What is being asked:
Can you reproduce, word for word, everything from the line containing "Guideline: if the green background" down to the final line below, leaving the pictures out of your answer?

-- Start Items --

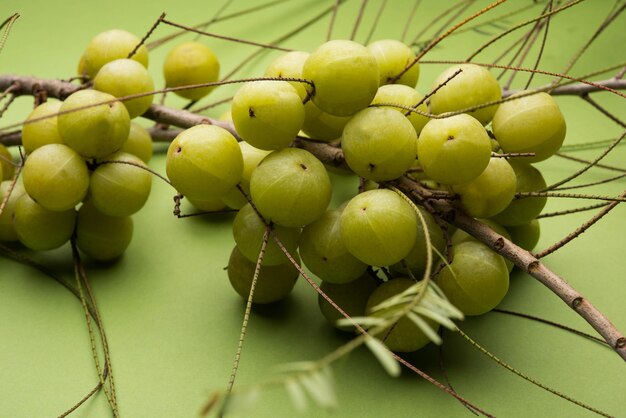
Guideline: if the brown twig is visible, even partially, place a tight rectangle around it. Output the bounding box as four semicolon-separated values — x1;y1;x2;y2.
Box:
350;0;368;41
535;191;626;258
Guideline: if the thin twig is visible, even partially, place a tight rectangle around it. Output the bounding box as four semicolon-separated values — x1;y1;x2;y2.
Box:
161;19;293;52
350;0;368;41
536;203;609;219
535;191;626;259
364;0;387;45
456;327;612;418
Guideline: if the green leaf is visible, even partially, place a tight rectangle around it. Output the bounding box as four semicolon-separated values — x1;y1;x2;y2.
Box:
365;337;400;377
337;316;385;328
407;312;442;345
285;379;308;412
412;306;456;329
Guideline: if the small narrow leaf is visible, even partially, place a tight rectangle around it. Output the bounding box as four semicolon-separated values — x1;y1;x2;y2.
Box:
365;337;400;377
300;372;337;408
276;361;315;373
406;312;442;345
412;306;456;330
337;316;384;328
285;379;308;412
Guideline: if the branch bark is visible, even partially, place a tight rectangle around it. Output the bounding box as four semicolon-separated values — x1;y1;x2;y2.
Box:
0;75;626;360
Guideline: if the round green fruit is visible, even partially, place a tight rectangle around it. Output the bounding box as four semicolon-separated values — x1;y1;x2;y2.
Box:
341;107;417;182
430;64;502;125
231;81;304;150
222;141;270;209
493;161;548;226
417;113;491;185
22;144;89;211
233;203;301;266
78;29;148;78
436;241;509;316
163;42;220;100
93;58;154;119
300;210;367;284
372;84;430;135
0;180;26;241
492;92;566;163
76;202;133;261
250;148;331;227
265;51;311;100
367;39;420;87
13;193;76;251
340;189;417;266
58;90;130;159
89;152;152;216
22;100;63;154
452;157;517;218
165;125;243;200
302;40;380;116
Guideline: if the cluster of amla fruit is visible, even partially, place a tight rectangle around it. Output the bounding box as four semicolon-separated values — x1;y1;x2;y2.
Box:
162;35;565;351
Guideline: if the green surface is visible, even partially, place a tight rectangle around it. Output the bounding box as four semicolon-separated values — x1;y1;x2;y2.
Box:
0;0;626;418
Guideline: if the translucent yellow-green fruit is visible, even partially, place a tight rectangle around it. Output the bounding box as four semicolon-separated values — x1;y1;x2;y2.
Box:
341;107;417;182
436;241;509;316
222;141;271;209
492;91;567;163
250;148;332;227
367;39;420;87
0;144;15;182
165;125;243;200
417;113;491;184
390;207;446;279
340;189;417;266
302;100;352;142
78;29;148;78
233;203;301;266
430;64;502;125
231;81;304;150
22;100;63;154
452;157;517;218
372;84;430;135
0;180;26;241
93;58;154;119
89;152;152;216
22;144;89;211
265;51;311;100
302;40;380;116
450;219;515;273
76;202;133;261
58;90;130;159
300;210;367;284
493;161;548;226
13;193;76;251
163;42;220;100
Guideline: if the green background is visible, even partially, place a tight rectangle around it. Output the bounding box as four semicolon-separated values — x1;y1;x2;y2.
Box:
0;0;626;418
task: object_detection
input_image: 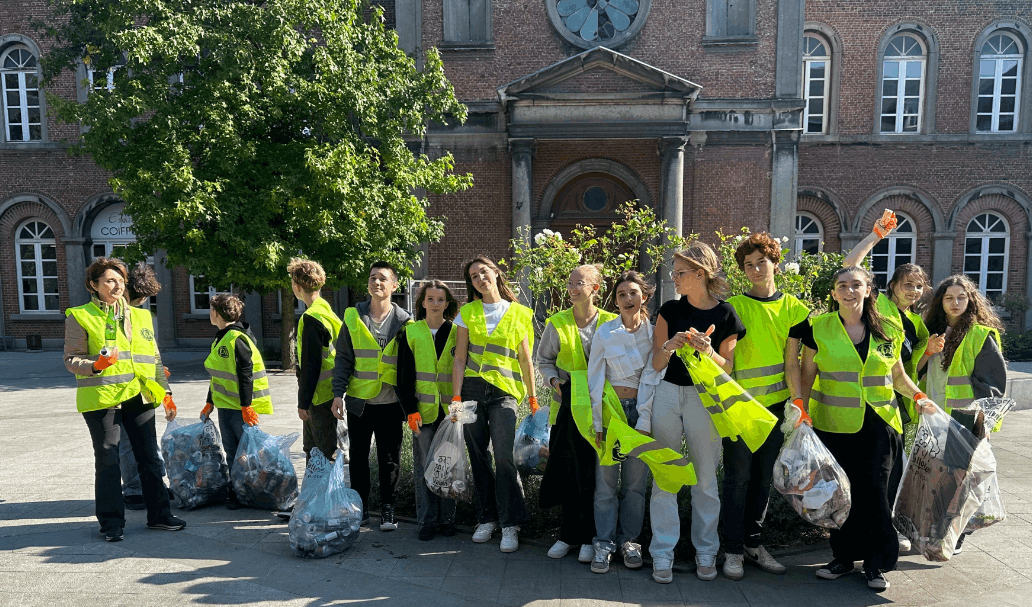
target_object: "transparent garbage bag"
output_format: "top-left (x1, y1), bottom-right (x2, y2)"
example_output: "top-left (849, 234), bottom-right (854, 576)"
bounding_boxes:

-- End Items --

Output for this task:
Guideline: if the green background is visible, even partially, place a tight rectangle around it. Output the bounding box as four semicolon-separated values — x1;y1;x2;y2.
Box:
0;0;626;418
task: object_detection
input_image: 
target_object: "transparent garbage bag"
output_format: "top-left (x1, y1), bottom-right (x2, y2)"
example_output: "top-left (849, 234), bottom-right (854, 576)"
bounding_boxes:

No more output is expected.